- El problema
Retoma la conversación sobre Funes a partir de su última intervención y continúala.

- Fuente

----

G. C.: O bien, Funes es maestro en detener la experiencia en el momento que quiere. De cesar de recordar el 3 de junio de 1936 para pensar en el 22 de abril de 1921. Es un maestro. Es maestro en detener un flujo de recuerdos en provecho de otro flujo de recuerdos, ¿es así?
J. L. B.: Esta conversación es un poco difícil para mí. Hace tanto tiempo que escribí esta historia que ya no recuerdo si podía olvidar. Creo que no; creo que los recuerdos venían a él ¡y que no podía detenerlos!
G. C.: Eso me preguntaba.
J. L. B.: ¡Hace tanto tiempo que escribí esta historia! Lo que quería decir con seguridad es que, en las últimas líneas, Funes muere. Muere agobiado bajo el peso de un pasado demasiado minucioso para ser soportado. Un pasado hecho, sobre todo, de circunstancias, que por lo general uno olvida. Yo mismo tengo recuerdos. Pero no sé si esos recuerdos pertenecen al sábado o al viernes, mientras que él sabía con tal exactitud que no podía pensar.
G. C.: Pero podía reconstruir. Siempre.
J. L. B.: No sólo podía reconstruirlo todo, sino que estaba obligado a hacerlo, es decir, no podía desembarazarse del peso del universo.

----

- Datos proporcionados
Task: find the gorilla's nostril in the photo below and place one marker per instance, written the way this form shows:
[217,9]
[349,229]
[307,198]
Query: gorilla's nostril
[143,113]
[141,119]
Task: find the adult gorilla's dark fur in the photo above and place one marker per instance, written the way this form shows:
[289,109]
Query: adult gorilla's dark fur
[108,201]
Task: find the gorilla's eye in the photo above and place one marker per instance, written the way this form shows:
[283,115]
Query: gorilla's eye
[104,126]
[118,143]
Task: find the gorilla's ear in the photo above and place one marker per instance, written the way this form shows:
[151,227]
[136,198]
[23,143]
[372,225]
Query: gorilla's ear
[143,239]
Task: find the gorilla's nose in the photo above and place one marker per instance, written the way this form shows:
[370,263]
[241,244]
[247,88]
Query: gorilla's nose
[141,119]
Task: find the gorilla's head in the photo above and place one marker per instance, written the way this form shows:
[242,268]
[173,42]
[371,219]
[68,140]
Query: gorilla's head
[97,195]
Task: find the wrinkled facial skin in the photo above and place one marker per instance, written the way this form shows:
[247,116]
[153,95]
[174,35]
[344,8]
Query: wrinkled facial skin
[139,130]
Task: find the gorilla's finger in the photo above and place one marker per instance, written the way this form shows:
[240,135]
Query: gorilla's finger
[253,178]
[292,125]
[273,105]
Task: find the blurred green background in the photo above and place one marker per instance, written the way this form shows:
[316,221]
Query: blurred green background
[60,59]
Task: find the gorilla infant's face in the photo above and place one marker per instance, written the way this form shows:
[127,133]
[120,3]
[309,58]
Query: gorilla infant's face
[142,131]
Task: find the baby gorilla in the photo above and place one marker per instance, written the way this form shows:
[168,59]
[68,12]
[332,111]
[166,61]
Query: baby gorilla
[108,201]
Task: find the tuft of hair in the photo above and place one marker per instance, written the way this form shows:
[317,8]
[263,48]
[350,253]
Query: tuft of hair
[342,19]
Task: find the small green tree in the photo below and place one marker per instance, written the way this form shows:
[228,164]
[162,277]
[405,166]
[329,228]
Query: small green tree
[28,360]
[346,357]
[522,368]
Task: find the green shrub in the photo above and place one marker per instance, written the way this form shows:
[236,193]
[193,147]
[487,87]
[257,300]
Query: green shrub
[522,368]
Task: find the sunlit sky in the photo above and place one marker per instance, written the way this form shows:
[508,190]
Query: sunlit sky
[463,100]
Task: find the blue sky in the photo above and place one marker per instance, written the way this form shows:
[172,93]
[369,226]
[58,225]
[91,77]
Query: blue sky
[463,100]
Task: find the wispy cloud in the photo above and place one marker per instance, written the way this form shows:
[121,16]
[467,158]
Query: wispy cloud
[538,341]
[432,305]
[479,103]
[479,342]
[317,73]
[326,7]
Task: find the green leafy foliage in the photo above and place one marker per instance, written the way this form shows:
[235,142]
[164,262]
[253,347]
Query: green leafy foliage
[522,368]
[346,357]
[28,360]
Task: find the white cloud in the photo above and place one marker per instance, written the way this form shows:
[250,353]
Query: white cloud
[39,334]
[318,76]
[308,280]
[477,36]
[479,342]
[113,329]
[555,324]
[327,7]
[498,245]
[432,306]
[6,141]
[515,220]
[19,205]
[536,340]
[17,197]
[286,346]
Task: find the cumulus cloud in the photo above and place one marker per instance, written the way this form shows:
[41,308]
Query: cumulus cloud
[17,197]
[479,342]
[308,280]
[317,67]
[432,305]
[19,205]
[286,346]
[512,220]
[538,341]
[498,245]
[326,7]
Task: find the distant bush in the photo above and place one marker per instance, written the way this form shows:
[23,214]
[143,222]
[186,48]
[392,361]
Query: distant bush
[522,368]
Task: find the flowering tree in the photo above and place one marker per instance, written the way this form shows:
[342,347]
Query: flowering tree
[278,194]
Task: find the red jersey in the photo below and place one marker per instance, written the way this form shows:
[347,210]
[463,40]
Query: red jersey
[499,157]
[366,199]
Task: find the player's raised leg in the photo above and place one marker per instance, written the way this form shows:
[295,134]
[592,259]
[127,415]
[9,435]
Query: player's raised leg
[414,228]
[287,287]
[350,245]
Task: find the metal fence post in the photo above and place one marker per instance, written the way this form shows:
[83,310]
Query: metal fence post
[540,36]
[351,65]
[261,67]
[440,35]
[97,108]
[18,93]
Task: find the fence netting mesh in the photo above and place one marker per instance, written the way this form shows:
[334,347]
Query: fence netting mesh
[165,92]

----

- Respuesta al ejercicio
Me vi llevado a escribir esta historia gracias a que pasé largos períodos de insomnio. Como todo el mundo. Quería dormir y no podía. Para dormir es necesario olvidar un poco las cosas. En esa época —duró bastante— no podía olvidar. Cerraba los ojos y me imaginaba, con los ojos cerrados, en mi cama. Imaginaba los muebles, los espejos, imaginaba la casa —era una gran casa muy deteriorada del sur de Buenos Aires. Imaginaba el jardín, las plantas. Había estatuas en ese jardín. Para librarme de todo ello escribí esa historia de Funes que es una especie de metáfora del insomnio, de la dificultad o imposibilidad de abandonarse al olvido. Ya que dormir es esto, abandonarse al olvido total. Olvidar su identidad, sus circunstancias. Funes no podía. Por eso murió al fin, agobiado.
Esta historia me sirvió para curarme del insomnio: deposité todo mi insomnio en mi personaje. No digo que precisamente el día en que terminé la historia haya podido dormir bien, pero aquí empezó mi curación.
No sé si esta historia haya divertido a la gente. En todo caso, me fue útil a mí. A mi caso personal. Hice pasar la experiencia del insomnio a la metáfora de ese pobre muchacho que muere.
G. C.: Para nosotros la interpretación es bastante difícil.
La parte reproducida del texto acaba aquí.